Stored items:
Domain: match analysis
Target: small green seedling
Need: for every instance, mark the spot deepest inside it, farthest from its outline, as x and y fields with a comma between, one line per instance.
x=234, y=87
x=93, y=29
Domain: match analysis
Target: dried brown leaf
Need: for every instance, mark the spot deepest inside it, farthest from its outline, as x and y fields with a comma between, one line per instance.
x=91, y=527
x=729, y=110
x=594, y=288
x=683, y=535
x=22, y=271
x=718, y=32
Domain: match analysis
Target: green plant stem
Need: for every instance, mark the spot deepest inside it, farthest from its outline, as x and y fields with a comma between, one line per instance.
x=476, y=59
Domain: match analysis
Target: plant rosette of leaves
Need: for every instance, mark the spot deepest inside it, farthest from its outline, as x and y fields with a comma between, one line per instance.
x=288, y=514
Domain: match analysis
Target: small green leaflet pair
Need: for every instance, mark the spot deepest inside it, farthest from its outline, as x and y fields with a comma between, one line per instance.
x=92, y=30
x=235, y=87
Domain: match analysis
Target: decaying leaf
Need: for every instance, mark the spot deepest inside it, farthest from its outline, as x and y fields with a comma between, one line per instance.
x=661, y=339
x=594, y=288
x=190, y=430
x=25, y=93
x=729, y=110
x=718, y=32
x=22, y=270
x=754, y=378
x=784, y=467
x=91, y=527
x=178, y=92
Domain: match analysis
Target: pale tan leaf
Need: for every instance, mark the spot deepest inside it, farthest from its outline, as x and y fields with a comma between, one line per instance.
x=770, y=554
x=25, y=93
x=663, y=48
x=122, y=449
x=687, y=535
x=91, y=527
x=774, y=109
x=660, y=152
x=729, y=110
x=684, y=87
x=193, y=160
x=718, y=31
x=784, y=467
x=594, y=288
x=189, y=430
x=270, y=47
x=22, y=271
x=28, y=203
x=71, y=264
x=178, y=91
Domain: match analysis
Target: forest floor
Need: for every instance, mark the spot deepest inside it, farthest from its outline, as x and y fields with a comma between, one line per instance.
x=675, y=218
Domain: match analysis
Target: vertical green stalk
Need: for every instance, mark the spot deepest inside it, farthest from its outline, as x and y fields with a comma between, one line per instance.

> **Work request**
Lines that contain "small" are to be copied from the records above.

> **Answer to the problem**
Target: small green seedling
Target: small green leaflet pair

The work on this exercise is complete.